**WORK INSTRUCTIONS**
1. Reproduce the essay on commercialisation between "One is the belief" and "largely in commercialisation.", inclusive.
2. Name every country mentioned in the essay on commercialisation.

**PASSAGE GIVEN**
This takes discovery and converts it into practical application. It changes form into meaning. Again, this is aloof to economic systems and is also the outcome of curiosity as well as the core of all successful and sustainable ventures – usefulness to others.


This is crucial to the sustainability, development and growth of what has been discovered and invented. Without commercialisation the first two will either die or lie dormant. Its critical contribution is in attracting resources such as skills, capital and labour, ensuring a sustainable equilibrium in their distribution in production.

It is clear that economic systems play a critical role in this phase which can only be nurtured and sustained in an environment of individual freedom guided by the forces of legitimate transaction of supply, demand, price and competition. But it also has a few flaws.

One is the belief that the system alone creates the whole majestic process, to the extent of attributing it exclusively to the application and rewarding of capital, sometimes at the expense of other contributors. In the process, weight is giving to institutionalised abstracts such as capital or labour, as if they have a singular thought, motive or predictable behaviour. In truth they are an imperfect abstract of a multiplicity of constituent forces.

Another is the inordinate recognition both publically and materially, that it gives to a specific person or people involved in this phase and failing to recognise fully other contributors. Yet, one has to concede that true entrepreneurial flair lies largely in commercialisation.

The best example we have of this process has been space exploration. The first discovery that led ultimately to propulsion in space was the use of steam in the last century AD and then by the accidental use of gun-powder in China in the first century. Many steps followed, with one of the more significant being the development of the V2 rocket in Germany during the 2nd World War. Then came the “space race” which saw the Soviet Union launching first a satellite and then a manned craft into orbit, and later came America’s first moon landing. The development of space exploration up to that point was clearly independent of systems and regimes – from individual experimentation to large scale government involvement.

Today we are still in the early stages of full commercialisation of space activity, primarily through the use of satellite communication and exploring space travel. There is little doubt that private enterprise is going to play a leading role in the final conquest of space, especially with the entrepreneurial genius of people like Elon Musk.

The most fascinating part of all is what motivates the great minds and actors that have made such a difference to our lives. Our singular obsession with capital, specifically the profit motive, denigrates and demeans these contributions. It taints them with a brush of material self-gain which simply does not give credit to the real essence of their achievements – their ability to look way beyond self-gain, often to the extent of ignoring the accounting spreadsheets. (See what motivates Elon Musk here and others here)

**DATA EXCERPTS**
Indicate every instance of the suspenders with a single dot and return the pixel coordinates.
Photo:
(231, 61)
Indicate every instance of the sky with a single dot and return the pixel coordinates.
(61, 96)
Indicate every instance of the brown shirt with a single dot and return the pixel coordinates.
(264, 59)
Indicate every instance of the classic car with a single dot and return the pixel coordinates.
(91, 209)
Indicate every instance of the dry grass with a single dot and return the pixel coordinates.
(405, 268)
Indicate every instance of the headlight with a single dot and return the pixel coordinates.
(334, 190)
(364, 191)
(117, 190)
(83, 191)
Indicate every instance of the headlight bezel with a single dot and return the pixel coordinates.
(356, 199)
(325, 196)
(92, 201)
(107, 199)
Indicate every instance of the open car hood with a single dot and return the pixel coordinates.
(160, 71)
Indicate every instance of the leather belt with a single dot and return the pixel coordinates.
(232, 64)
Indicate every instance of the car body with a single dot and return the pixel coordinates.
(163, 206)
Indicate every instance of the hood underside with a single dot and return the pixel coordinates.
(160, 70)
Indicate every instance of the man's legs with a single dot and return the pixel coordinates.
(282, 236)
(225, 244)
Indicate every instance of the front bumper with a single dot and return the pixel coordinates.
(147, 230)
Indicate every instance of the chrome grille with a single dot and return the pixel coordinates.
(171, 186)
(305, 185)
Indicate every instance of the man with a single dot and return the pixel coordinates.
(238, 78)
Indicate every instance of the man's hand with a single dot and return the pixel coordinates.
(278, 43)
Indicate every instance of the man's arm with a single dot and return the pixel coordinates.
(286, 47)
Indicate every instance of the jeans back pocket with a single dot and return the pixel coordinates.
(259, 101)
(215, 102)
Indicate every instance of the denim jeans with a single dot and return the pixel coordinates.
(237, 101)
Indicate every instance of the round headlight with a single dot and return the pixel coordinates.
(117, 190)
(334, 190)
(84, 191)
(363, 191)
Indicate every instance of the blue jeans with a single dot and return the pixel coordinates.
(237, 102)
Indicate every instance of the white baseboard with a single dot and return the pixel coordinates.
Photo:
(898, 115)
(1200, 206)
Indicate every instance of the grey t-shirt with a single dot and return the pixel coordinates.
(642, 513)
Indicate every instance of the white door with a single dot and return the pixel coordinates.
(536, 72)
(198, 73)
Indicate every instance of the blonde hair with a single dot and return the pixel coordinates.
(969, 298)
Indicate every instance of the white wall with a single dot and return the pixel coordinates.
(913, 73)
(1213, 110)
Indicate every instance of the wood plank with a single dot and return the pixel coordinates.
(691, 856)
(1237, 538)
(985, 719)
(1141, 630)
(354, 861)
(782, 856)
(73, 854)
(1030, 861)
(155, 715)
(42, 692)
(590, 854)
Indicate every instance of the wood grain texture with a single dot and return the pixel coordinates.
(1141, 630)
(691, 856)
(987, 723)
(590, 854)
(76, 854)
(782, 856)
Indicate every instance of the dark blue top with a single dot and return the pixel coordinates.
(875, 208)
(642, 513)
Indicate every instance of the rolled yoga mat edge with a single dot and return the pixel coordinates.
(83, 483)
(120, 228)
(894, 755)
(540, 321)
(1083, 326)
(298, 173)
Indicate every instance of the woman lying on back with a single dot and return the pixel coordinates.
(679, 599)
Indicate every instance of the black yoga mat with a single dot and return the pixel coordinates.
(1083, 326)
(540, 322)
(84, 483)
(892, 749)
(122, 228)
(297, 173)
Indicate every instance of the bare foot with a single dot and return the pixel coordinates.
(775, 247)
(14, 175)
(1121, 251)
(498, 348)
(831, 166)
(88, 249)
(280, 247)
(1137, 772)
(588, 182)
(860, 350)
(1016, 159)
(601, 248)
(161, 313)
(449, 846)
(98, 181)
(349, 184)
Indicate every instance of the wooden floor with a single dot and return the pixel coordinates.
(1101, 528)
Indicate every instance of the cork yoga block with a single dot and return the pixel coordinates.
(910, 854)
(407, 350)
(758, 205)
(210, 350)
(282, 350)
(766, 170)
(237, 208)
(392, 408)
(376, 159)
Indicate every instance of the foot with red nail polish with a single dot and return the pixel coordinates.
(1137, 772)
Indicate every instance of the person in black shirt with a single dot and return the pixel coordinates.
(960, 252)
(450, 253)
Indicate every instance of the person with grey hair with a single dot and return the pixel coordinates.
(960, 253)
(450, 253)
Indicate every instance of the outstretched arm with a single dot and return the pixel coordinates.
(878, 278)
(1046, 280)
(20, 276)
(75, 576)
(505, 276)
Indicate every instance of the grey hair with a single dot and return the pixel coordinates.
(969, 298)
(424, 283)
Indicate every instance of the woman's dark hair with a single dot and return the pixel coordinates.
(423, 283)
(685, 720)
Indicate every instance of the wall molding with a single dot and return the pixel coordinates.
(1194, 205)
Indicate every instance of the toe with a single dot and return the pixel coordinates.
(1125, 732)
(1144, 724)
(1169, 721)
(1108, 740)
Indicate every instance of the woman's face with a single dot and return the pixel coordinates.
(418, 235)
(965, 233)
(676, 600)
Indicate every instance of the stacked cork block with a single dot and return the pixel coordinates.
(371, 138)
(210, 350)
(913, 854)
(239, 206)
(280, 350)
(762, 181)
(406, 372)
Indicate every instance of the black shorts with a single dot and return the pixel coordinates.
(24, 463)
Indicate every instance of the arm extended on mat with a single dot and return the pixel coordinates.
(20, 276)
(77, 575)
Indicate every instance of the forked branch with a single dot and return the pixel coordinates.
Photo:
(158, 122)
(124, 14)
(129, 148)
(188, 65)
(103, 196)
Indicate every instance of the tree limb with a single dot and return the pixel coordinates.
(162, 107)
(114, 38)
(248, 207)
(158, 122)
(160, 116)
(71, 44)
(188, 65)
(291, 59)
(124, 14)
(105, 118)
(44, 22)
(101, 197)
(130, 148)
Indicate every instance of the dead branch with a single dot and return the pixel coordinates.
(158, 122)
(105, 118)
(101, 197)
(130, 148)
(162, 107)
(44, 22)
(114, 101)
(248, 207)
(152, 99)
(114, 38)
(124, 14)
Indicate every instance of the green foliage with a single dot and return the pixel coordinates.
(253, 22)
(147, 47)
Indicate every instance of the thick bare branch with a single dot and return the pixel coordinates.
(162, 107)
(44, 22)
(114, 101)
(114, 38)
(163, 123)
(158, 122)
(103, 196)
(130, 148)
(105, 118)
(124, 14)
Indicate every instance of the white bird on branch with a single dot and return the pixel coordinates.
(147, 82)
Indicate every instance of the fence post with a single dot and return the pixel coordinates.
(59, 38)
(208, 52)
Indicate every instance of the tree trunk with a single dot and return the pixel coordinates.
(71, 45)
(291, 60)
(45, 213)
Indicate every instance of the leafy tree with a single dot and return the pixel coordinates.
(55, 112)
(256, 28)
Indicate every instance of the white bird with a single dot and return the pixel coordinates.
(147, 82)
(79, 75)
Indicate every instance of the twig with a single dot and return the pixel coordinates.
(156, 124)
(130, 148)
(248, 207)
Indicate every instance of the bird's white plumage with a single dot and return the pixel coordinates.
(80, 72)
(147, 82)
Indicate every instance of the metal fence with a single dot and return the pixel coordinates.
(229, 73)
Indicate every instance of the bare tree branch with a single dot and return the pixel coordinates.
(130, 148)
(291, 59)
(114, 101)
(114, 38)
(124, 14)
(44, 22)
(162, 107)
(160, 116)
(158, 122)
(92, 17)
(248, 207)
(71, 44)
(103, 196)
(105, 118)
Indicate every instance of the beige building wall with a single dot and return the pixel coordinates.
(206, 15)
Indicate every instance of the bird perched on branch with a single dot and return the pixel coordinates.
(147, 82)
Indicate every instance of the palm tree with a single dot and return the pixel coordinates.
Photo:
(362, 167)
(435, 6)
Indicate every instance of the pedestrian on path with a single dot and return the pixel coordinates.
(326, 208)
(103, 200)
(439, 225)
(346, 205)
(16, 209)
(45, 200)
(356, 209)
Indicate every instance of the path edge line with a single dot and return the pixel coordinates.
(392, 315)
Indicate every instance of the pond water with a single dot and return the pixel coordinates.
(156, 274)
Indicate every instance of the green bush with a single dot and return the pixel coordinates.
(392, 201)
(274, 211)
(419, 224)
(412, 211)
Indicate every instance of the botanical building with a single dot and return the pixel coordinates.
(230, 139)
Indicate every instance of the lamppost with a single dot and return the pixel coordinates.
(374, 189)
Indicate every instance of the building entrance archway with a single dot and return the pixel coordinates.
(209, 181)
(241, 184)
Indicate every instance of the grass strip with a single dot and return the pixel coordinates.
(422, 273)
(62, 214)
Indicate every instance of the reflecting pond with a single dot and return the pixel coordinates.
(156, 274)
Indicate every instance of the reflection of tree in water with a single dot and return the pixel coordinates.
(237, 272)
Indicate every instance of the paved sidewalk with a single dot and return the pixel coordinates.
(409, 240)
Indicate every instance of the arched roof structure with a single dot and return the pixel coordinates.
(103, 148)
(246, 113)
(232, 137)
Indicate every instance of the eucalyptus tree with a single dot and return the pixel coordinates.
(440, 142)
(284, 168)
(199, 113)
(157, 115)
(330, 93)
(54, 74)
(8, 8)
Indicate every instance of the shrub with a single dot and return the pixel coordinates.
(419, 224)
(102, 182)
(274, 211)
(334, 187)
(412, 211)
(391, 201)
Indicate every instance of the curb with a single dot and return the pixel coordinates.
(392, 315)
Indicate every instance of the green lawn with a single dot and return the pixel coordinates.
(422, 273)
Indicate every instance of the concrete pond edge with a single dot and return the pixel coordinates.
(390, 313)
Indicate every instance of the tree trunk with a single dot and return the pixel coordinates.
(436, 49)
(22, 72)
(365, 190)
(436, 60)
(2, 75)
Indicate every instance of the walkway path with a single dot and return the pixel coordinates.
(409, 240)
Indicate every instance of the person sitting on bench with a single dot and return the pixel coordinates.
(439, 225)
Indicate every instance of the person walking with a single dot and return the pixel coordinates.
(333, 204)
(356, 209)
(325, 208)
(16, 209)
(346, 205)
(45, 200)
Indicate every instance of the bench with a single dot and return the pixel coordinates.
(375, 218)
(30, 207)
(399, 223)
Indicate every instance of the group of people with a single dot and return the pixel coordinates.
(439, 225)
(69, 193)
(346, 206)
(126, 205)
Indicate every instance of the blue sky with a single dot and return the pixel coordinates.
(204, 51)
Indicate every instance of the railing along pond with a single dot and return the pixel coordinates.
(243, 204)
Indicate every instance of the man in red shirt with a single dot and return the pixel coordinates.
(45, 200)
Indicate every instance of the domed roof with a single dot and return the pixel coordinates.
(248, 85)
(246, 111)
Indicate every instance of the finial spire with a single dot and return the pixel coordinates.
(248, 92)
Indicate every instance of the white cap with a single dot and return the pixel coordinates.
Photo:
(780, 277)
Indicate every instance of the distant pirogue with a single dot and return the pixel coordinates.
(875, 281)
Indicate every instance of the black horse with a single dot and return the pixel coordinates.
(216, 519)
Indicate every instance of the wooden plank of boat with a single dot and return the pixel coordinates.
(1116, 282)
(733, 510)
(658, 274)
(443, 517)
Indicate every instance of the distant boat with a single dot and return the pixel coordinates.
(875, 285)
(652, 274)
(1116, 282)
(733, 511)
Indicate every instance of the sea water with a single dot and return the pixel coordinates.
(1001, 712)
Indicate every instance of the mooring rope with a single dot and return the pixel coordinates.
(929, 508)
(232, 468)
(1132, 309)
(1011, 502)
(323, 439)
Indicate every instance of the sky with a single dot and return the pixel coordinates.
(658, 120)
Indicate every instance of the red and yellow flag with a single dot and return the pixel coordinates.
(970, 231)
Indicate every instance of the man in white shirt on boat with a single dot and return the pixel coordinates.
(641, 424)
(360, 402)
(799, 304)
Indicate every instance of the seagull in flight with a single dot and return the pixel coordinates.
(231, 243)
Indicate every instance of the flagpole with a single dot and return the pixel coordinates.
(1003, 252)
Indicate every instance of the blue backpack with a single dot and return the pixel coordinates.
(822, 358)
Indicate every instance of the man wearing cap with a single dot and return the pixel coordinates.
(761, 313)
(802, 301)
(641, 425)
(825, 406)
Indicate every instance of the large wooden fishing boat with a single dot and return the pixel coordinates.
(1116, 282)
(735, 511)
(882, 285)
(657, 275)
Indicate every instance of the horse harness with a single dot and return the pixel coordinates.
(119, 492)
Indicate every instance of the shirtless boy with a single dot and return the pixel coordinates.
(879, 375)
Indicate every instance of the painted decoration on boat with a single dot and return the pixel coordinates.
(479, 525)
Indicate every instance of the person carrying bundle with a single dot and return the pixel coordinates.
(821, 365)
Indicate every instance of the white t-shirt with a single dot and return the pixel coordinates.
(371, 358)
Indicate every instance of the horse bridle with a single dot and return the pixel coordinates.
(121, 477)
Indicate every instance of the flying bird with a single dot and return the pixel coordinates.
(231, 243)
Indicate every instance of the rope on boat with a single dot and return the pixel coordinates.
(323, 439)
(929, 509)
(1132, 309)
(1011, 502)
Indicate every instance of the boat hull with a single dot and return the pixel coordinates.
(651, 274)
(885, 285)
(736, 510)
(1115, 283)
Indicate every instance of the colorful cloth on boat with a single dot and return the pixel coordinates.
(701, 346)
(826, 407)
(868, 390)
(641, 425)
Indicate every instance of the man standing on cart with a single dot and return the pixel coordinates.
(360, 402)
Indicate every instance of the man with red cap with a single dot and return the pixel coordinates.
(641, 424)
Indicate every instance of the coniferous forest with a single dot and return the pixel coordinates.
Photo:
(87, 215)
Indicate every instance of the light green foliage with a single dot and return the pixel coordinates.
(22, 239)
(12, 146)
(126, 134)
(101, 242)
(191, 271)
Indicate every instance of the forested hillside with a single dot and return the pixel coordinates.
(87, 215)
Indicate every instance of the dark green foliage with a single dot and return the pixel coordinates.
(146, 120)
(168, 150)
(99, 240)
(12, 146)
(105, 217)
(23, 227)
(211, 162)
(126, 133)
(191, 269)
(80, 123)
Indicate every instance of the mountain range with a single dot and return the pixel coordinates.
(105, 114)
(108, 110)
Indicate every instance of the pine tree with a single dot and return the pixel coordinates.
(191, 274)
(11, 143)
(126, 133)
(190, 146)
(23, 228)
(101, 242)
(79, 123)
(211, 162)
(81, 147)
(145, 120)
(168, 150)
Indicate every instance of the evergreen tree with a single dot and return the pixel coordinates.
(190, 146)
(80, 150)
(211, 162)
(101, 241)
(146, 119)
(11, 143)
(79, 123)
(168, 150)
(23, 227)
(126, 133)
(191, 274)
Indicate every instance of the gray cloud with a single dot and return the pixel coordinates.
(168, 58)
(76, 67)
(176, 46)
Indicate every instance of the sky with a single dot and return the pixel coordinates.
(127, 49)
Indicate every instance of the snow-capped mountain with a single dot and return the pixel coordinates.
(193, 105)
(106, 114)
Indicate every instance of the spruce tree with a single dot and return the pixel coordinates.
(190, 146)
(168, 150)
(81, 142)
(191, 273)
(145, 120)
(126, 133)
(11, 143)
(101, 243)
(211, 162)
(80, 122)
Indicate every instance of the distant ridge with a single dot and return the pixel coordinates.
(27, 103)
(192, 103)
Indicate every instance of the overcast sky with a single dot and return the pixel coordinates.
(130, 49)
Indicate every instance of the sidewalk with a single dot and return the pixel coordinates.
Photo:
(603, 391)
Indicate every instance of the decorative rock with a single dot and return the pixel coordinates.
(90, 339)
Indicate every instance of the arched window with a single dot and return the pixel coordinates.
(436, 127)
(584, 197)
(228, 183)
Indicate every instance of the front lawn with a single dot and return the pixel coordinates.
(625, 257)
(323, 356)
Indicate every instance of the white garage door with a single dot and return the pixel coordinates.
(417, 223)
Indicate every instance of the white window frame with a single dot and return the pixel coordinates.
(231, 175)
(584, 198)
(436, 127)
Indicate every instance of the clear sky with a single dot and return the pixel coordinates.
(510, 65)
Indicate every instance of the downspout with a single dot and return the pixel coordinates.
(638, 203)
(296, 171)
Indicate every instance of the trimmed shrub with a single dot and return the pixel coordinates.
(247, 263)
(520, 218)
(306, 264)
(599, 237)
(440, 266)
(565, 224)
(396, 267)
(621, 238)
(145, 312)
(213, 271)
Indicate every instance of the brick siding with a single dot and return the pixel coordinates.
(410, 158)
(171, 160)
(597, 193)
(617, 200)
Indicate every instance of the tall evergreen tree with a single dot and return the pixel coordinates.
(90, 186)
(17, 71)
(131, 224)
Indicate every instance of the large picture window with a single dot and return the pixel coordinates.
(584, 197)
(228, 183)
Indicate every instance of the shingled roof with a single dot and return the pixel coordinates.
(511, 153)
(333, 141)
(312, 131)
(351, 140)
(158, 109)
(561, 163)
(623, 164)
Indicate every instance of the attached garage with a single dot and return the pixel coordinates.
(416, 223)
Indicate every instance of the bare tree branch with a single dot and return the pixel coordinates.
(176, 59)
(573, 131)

**TASK ANSWERS**
1.
One is the belief that the system alone creates the whole majestic process, to the extent of attributing it exclusively to the application and rewarding of capital, sometimes at the expense of other contributors. In the process, weight is giving to institutionalised abstracts such as capital or labour, as if they have a singular thought, motive or predictable behaviour. In truth they are an imperfect abstract of a multiplicity of constituent forces.

Another is the inordinate recognition both publically and materially, that it gives to a specific person or people involved in this phase and failing to recognise fully other contributors. Yet, one has to concede that true entrepreneurial flair lies largely in commercialisation.

2. China, Germany, the Soviet Union, America